■ **TEXT EXCERPT**
☆ ☆ ☆ ☆ ☆

Indonesian clerics rort our abattoirs

A powerful body of Indonesian clerics is essentially holding Australian abattoirs to ransom over the certification of meat as Halal and suitable for export to that country: 
QUEENSLAND abattoirs are being slugged thousands of dollars a month through a religious levy on meat exports so powerful Muslim clerics in Jakarta can raise money for Islamic schools and mosques.   The Halal certification fees can cost some meat processors up to $27,000 a month.
The Indonesian Council of Ulama (MUI), the top Islamic body which orders fatwa religious rulings, has even banned a Brisbane business from operating - because it was not charging Queensland abattoirs enough to give the religious tick-off to export meat. 
The scandal has stopped most of Queensland's Halal meat exports to Indonesia, as angry abattoir operators boycott the more expensive Halal certifiers endorsed by the MUI.Australian companies that certify meat as Halal, or legal under Islamic law, must be accredited with Indonesia's MUI - which approves just one certifier per state or territory. 
The MUI has suspended Brisbane based Australian Halal Food Services (AHFS) for engaging in "unfair competition'' that could "weaken (the) Halal certification movement". Certifiers must donate a share of their revenue to mosques and Islamic schools. 
AHFS - which refused to comment on Saturday - sponsors the As-Salaam Institute of Islamic Studies, based in Eight Mile Plains. It has also spent funds repairing and maintaining mosques in Rochedale and Rockhampton. … 
… But MUI chairman Amidhan Shaberah said AHFS had been suspended for trying to work interstate, as well as Queensland. He said setting minimum fees and restricting one certifier to work in each state was "part of our control''. "We have to standardise the charge to avoid any unfair competition between certifiers,'' he told The Sunday Mail during an interview in Jakarta.
This has nothing to do with the backlash from the live export ban, an ill conceived and misbegotten act of the Labor government in a knee-jerk reaction to a TV show.  While this act destroyed Australia’s reputation as a reliable supplier and crippled the northern cattle industry, damaging the rest in the process, this is the separate issue of processed meat exports.
Such high fees leave abattoirs with only three options:
  • First, to stay out of that particular market, as they appear to be doing;
  • Second, Charge more to all consumers including those with no religious fetishes, or charging the Halal market for the entire additional cost which could make the product too expensive and leave the company open to claims of religious discrimination under the Human Rights Act which was written and enacted by people with little or no commercial experience; and
  • Third (which is most likely), pay less to struggling producers for their livestock.
Where a product has to be produced under special requirements and is not visually different to the normal one, a certification system is necessary.  Such systems though, can be abused. 
The usual form of abuse is for an industry to use it to make it impossible for new competitors to enter. In cases where government runs the certification, industry lobbyists push hard for conditions to ‘protect consumers’ which have the same effect while leaving those already established to hog the lot.
In this case it is being used to extort money from meat processors by monopolizing the certification with the stated aim of preventing competition.

☆ ☆ ☆ ☆ ☆

■ **BRIEF 1**
Pull out every line of the rows that contains the string "saris".
The rows that follow are unrelated to the Halal certification text.

■ **DATA FOR THIS TASK**
☆ ☆ ☆ ☆ ☆

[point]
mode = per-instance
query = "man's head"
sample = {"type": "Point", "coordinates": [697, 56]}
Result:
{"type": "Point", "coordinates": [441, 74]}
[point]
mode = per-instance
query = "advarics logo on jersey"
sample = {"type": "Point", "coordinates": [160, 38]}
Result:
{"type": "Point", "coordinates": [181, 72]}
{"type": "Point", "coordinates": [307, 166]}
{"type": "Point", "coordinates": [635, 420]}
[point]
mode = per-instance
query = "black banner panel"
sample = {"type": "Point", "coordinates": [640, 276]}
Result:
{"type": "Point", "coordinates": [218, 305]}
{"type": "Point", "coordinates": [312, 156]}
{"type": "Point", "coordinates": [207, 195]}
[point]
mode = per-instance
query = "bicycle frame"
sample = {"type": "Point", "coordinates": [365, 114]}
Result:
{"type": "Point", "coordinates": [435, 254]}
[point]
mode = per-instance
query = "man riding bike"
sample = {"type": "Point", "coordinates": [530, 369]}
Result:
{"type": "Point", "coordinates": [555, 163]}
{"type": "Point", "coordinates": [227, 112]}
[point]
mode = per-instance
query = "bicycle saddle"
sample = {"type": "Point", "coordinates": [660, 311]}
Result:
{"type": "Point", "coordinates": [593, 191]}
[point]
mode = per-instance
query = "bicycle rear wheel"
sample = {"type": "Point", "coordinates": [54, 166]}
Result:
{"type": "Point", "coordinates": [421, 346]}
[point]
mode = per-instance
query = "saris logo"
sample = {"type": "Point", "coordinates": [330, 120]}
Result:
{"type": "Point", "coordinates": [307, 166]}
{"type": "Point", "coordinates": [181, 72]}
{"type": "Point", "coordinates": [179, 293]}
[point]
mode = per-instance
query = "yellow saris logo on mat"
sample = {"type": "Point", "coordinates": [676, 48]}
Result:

☆ ☆ ☆ ☆ ☆

■ **BRIEF 2**
According to the Halal certification text, how much can the certification fees cost some meat processors each month?

■ **TASK RESPONSE 1**
query = "saris logo"
query = "yellow saris logo on mat"

■ **TASK RESPONSE 2**
Up to $27,000 a month.